§ **OPDRACHT**: Geef uit het tekstfragment over Israëlisch geweld letterlijk het deel weer dat begint bij "Het Israëlisch geweld kan" en doorloopt tot en met "Gador in JP 109)".

§ **TEKSTFRAGMENT**:
· · ·
Het Israëlisch geweld zou dus zo niet afhankelijk zijn van irrationaliteit, haat en woede maar zou een efficiënt, politiek middel[4] zijn om de ‘veiligheid’ van de Israëlische burgers te garanderen: “Our top priority, our primary duty, is to secure peace for Israelis.” (JP 113)

“The IDF will not allow harming of Israeli civilians and soldiers and will use all means at its disposal in order to protect their safety and security” (JP 121)

Het Israëlisch geweld kan dan ook geen ‘terroristisch’ geweld zijn ‘zoals’ van de Palestijnen. Het geweld wordt juist gecategoriseerd als tegengesteld aan terroristisch geweld:

“…measures against terrorist elements.” (JP 13); “We want the other side to stop the attacks, terror, and violence.”(JP 11) “The liquidation policy is one of the few offensive methods in counter terrorism which are designed to cause minimal harm to innocent civilians.” (Counter terrorism expert Gador in JP 109)
· · ·
§ **GEGEVENS**:
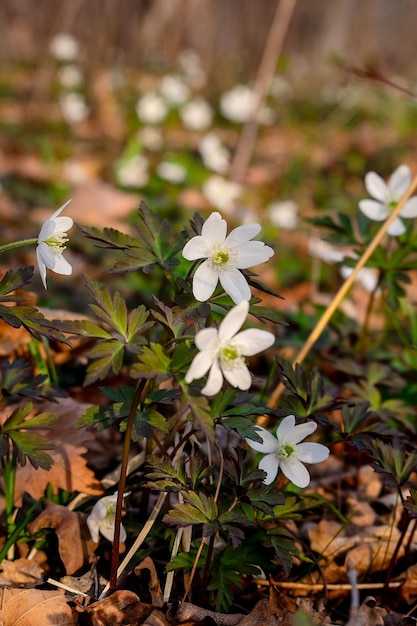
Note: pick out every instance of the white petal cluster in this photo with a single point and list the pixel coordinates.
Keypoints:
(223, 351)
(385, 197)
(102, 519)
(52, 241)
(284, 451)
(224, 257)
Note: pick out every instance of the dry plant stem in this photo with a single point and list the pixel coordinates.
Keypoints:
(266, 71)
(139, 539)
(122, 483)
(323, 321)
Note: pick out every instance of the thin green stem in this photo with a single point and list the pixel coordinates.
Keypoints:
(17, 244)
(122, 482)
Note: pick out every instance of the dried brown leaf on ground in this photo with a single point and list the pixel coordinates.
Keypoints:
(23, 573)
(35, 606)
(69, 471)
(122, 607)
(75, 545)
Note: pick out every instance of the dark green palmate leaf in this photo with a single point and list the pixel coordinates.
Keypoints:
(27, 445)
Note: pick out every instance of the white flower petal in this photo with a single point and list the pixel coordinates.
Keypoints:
· · ·
§ **ANTWOORD**:
Het Israëlisch geweld kan dan ook geen ‘terroristisch’ geweld zijn ‘zoals’ van de Palestijnen. Het geweld wordt juist gecategoriseerd als tegengesteld aan terroristisch geweld:

“…measures against terrorist elements.” (JP 13); “We want the other side to stop the attacks, terror, and violence.”(JP 11) “The liquidation policy is one of the few offensive methods in counter terrorism which are designed to cause minimal harm to innocent civilians.” (Counter terrorism expert Gador in JP 109)